• What you will do
Repeat the material verbatim. Images are excluded from the copy.

Bounding-box records:
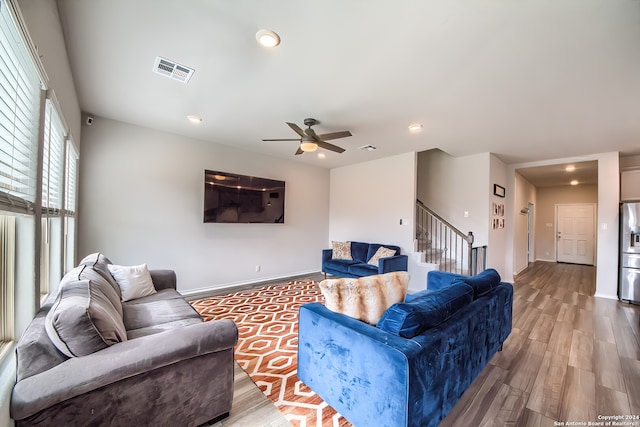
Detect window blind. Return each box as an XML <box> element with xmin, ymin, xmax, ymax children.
<box><xmin>64</xmin><ymin>140</ymin><xmax>78</xmax><ymax>215</ymax></box>
<box><xmin>42</xmin><ymin>99</ymin><xmax>66</xmax><ymax>212</ymax></box>
<box><xmin>0</xmin><ymin>3</ymin><xmax>42</xmax><ymax>211</ymax></box>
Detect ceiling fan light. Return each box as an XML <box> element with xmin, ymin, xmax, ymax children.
<box><xmin>300</xmin><ymin>141</ymin><xmax>318</xmax><ymax>153</ymax></box>
<box><xmin>256</xmin><ymin>30</ymin><xmax>280</xmax><ymax>47</ymax></box>
<box><xmin>409</xmin><ymin>123</ymin><xmax>422</xmax><ymax>133</ymax></box>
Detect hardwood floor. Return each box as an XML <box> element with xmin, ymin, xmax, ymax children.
<box><xmin>441</xmin><ymin>262</ymin><xmax>640</xmax><ymax>427</ymax></box>
<box><xmin>201</xmin><ymin>262</ymin><xmax>640</xmax><ymax>427</ymax></box>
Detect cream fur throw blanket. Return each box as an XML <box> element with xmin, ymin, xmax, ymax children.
<box><xmin>319</xmin><ymin>271</ymin><xmax>409</xmax><ymax>325</ymax></box>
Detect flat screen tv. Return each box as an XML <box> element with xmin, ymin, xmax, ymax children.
<box><xmin>204</xmin><ymin>170</ymin><xmax>284</xmax><ymax>224</ymax></box>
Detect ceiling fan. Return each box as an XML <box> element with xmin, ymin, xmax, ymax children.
<box><xmin>263</xmin><ymin>119</ymin><xmax>351</xmax><ymax>155</ymax></box>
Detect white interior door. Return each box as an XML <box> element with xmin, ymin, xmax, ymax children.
<box><xmin>556</xmin><ymin>204</ymin><xmax>595</xmax><ymax>265</ymax></box>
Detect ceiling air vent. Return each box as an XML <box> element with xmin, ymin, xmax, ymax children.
<box><xmin>153</xmin><ymin>56</ymin><xmax>196</xmax><ymax>83</ymax></box>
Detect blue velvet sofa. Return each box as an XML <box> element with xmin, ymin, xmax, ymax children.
<box><xmin>322</xmin><ymin>242</ymin><xmax>409</xmax><ymax>278</ymax></box>
<box><xmin>298</xmin><ymin>270</ymin><xmax>513</xmax><ymax>427</ymax></box>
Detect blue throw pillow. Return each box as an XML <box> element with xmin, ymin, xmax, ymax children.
<box><xmin>377</xmin><ymin>282</ymin><xmax>473</xmax><ymax>338</ymax></box>
<box><xmin>459</xmin><ymin>268</ymin><xmax>501</xmax><ymax>299</ymax></box>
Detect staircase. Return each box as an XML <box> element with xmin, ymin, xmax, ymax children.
<box><xmin>414</xmin><ymin>200</ymin><xmax>487</xmax><ymax>275</ymax></box>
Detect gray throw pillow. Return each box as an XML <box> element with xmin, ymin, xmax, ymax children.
<box><xmin>45</xmin><ymin>280</ymin><xmax>127</xmax><ymax>357</ymax></box>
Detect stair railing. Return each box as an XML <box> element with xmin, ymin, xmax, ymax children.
<box><xmin>415</xmin><ymin>200</ymin><xmax>487</xmax><ymax>275</ymax></box>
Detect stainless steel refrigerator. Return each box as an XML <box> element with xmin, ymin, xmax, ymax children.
<box><xmin>618</xmin><ymin>203</ymin><xmax>640</xmax><ymax>304</ymax></box>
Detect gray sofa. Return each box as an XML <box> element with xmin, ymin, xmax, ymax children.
<box><xmin>11</xmin><ymin>254</ymin><xmax>238</xmax><ymax>426</ymax></box>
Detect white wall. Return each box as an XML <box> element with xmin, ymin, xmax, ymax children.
<box><xmin>18</xmin><ymin>0</ymin><xmax>82</xmax><ymax>145</ymax></box>
<box><xmin>326</xmin><ymin>153</ymin><xmax>426</xmax><ymax>291</ymax></box>
<box><xmin>512</xmin><ymin>173</ymin><xmax>540</xmax><ymax>274</ymax></box>
<box><xmin>325</xmin><ymin>153</ymin><xmax>416</xmax><ymax>249</ymax></box>
<box><xmin>79</xmin><ymin>117</ymin><xmax>329</xmax><ymax>293</ymax></box>
<box><xmin>595</xmin><ymin>153</ymin><xmax>620</xmax><ymax>299</ymax></box>
<box><xmin>505</xmin><ymin>152</ymin><xmax>620</xmax><ymax>299</ymax></box>
<box><xmin>488</xmin><ymin>154</ymin><xmax>513</xmax><ymax>275</ymax></box>
<box><xmin>417</xmin><ymin>150</ymin><xmax>493</xmax><ymax>246</ymax></box>
<box><xmin>535</xmin><ymin>185</ymin><xmax>598</xmax><ymax>262</ymax></box>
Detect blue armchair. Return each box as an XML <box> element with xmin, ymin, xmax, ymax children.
<box><xmin>322</xmin><ymin>242</ymin><xmax>409</xmax><ymax>278</ymax></box>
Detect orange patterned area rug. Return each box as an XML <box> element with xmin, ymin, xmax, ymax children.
<box><xmin>191</xmin><ymin>281</ymin><xmax>351</xmax><ymax>427</ymax></box>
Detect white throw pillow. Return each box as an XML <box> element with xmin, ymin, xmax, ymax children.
<box><xmin>108</xmin><ymin>264</ymin><xmax>157</xmax><ymax>302</ymax></box>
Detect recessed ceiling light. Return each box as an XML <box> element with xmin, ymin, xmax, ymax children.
<box><xmin>187</xmin><ymin>115</ymin><xmax>202</xmax><ymax>125</ymax></box>
<box><xmin>256</xmin><ymin>30</ymin><xmax>280</xmax><ymax>47</ymax></box>
<box><xmin>409</xmin><ymin>123</ymin><xmax>422</xmax><ymax>133</ymax></box>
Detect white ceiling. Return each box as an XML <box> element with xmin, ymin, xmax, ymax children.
<box><xmin>58</xmin><ymin>0</ymin><xmax>640</xmax><ymax>171</ymax></box>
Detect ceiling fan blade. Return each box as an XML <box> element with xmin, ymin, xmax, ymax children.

• Finished exercise
Detect window blind. Return each box as an XML <box> element with xmin, ymin, xmax, ymax children.
<box><xmin>64</xmin><ymin>140</ymin><xmax>78</xmax><ymax>215</ymax></box>
<box><xmin>42</xmin><ymin>99</ymin><xmax>66</xmax><ymax>212</ymax></box>
<box><xmin>0</xmin><ymin>3</ymin><xmax>42</xmax><ymax>211</ymax></box>
Detect ceiling fan light. Return each box as an XML <box> element with xmin, ymin, xmax, ymax children.
<box><xmin>300</xmin><ymin>141</ymin><xmax>318</xmax><ymax>153</ymax></box>
<box><xmin>256</xmin><ymin>30</ymin><xmax>280</xmax><ymax>47</ymax></box>
<box><xmin>409</xmin><ymin>123</ymin><xmax>422</xmax><ymax>133</ymax></box>
Detect hardwood floor. Return each box as an XML <box> element with xmin, ymin, xmax, ymax children.
<box><xmin>441</xmin><ymin>262</ymin><xmax>640</xmax><ymax>427</ymax></box>
<box><xmin>201</xmin><ymin>262</ymin><xmax>640</xmax><ymax>427</ymax></box>
Detect cream fur throw blanket. Return each box as an XML <box> element with xmin, ymin, xmax, ymax children.
<box><xmin>319</xmin><ymin>271</ymin><xmax>409</xmax><ymax>325</ymax></box>
Detect flat screen tv. Return each box as an XML <box> element with xmin, ymin, xmax, ymax children.
<box><xmin>204</xmin><ymin>170</ymin><xmax>284</xmax><ymax>224</ymax></box>
Detect ceiling fan. Return each box as an XML <box> element with xmin, ymin, xmax, ymax children.
<box><xmin>263</xmin><ymin>119</ymin><xmax>351</xmax><ymax>155</ymax></box>
Detect white interior door. Return each box as an XML <box> element with xmin, ymin, xmax, ymax children.
<box><xmin>556</xmin><ymin>204</ymin><xmax>595</xmax><ymax>265</ymax></box>
Detect ceiling air vent. Return each box as an XML <box> element with xmin, ymin, xmax, ymax children.
<box><xmin>153</xmin><ymin>56</ymin><xmax>196</xmax><ymax>83</ymax></box>
Detect blue velvet sofa. Return each box as an XML <box> element with xmin, ymin, xmax, ymax children.
<box><xmin>322</xmin><ymin>242</ymin><xmax>409</xmax><ymax>278</ymax></box>
<box><xmin>298</xmin><ymin>270</ymin><xmax>513</xmax><ymax>427</ymax></box>
Detect blue throw pillow. Return each box as an XML <box> element with xmin, ymin, xmax, ymax children.
<box><xmin>377</xmin><ymin>282</ymin><xmax>473</xmax><ymax>338</ymax></box>
<box><xmin>459</xmin><ymin>268</ymin><xmax>501</xmax><ymax>299</ymax></box>
Detect staircase. Return each box as an XML <box> element with xmin, ymin, xmax, ymax children.
<box><xmin>414</xmin><ymin>200</ymin><xmax>487</xmax><ymax>275</ymax></box>
Detect gray throw pillow. Return each box as an XML <box> element with xmin, ymin, xmax, ymax children.
<box><xmin>45</xmin><ymin>280</ymin><xmax>127</xmax><ymax>357</ymax></box>
Detect stair railing. Return each box as an XML <box> element with xmin, ymin, xmax, ymax children.
<box><xmin>415</xmin><ymin>200</ymin><xmax>487</xmax><ymax>275</ymax></box>
Detect stainless steel refrigerator. Return each box as an XML <box> element with xmin, ymin, xmax, ymax children.
<box><xmin>618</xmin><ymin>203</ymin><xmax>640</xmax><ymax>304</ymax></box>
Detect gray sofa. Return each box as an XML <box> element with xmin, ymin, xmax, ymax children.
<box><xmin>11</xmin><ymin>254</ymin><xmax>238</xmax><ymax>426</ymax></box>
Detect white wall. Return each box as an XML <box> element with xmin, ymin, xmax, ymax children.
<box><xmin>18</xmin><ymin>0</ymin><xmax>82</xmax><ymax>145</ymax></box>
<box><xmin>326</xmin><ymin>153</ymin><xmax>426</xmax><ymax>291</ymax></box>
<box><xmin>512</xmin><ymin>173</ymin><xmax>540</xmax><ymax>274</ymax></box>
<box><xmin>325</xmin><ymin>153</ymin><xmax>416</xmax><ymax>249</ymax></box>
<box><xmin>79</xmin><ymin>117</ymin><xmax>329</xmax><ymax>293</ymax></box>
<box><xmin>595</xmin><ymin>153</ymin><xmax>620</xmax><ymax>299</ymax></box>
<box><xmin>505</xmin><ymin>152</ymin><xmax>620</xmax><ymax>299</ymax></box>
<box><xmin>488</xmin><ymin>154</ymin><xmax>513</xmax><ymax>275</ymax></box>
<box><xmin>417</xmin><ymin>150</ymin><xmax>493</xmax><ymax>246</ymax></box>
<box><xmin>535</xmin><ymin>185</ymin><xmax>598</xmax><ymax>262</ymax></box>
Detect blue armchair. Return each box as an XML <box> element with xmin, ymin, xmax, ymax children.
<box><xmin>322</xmin><ymin>242</ymin><xmax>409</xmax><ymax>278</ymax></box>
Detect orange patterned area rug. Return each box as an XML <box> element with xmin, ymin, xmax, ymax children.
<box><xmin>191</xmin><ymin>281</ymin><xmax>351</xmax><ymax>427</ymax></box>
Detect white throw pillow. Return each box as an XML <box> element with xmin, ymin, xmax, ymax children.
<box><xmin>108</xmin><ymin>264</ymin><xmax>157</xmax><ymax>302</ymax></box>
Detect recessed ceiling light. Return each box as an XML <box> element with xmin, ymin, xmax, ymax children.
<box><xmin>187</xmin><ymin>115</ymin><xmax>202</xmax><ymax>125</ymax></box>
<box><xmin>256</xmin><ymin>30</ymin><xmax>280</xmax><ymax>47</ymax></box>
<box><xmin>409</xmin><ymin>123</ymin><xmax>422</xmax><ymax>133</ymax></box>
Detect white ceiling. Return each box as an XML <box> element with xmin, ymin, xmax, ymax children.
<box><xmin>58</xmin><ymin>0</ymin><xmax>640</xmax><ymax>171</ymax></box>
Detect ceiling fan blade. Return each box as an XML <box> element with xmin, ymin, xmax, ymax children.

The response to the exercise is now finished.